* _Problem_
From the first line of the records below, transcribe each line exactly up to and including the one with "box: [198, 262, 399, 354]"; pictures stay out.

START Data section

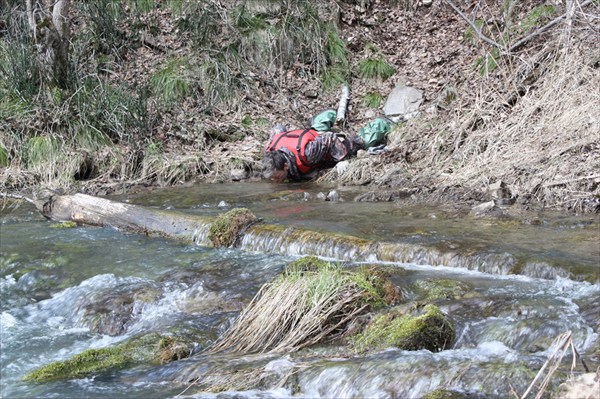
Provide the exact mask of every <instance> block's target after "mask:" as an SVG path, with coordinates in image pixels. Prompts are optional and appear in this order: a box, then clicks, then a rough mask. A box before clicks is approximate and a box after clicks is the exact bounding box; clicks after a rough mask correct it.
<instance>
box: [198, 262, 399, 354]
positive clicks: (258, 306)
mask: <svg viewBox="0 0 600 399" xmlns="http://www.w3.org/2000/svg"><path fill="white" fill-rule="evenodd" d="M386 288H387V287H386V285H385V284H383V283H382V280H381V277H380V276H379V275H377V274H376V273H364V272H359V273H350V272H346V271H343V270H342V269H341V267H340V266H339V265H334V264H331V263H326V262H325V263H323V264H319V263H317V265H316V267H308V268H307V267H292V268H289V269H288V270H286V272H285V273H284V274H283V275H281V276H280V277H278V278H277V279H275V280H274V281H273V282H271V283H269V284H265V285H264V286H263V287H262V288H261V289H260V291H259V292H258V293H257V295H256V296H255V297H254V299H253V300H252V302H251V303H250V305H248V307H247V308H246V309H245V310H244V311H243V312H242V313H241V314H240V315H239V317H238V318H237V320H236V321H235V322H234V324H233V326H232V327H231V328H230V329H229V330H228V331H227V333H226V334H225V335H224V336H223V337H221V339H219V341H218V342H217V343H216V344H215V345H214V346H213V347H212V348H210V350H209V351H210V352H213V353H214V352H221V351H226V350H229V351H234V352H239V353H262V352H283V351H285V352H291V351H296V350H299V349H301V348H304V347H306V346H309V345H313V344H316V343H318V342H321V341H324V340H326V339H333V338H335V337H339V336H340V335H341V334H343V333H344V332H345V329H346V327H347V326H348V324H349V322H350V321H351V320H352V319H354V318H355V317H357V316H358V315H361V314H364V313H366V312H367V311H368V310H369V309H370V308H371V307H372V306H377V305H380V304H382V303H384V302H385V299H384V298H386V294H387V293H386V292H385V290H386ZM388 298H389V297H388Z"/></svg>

END Data section

* _Answer box_
Provide the exact mask of every <instance> block's target after "mask:" as an SVG path, with coordinates in image pixels. Prompts are optional and appear in this order: a box, then clicks, then a rough mask. A box before clicks is approximate and a box after clicks is the exact bounding box; clicks after a rough mask correct it.
<instance>
box: [198, 262, 399, 354]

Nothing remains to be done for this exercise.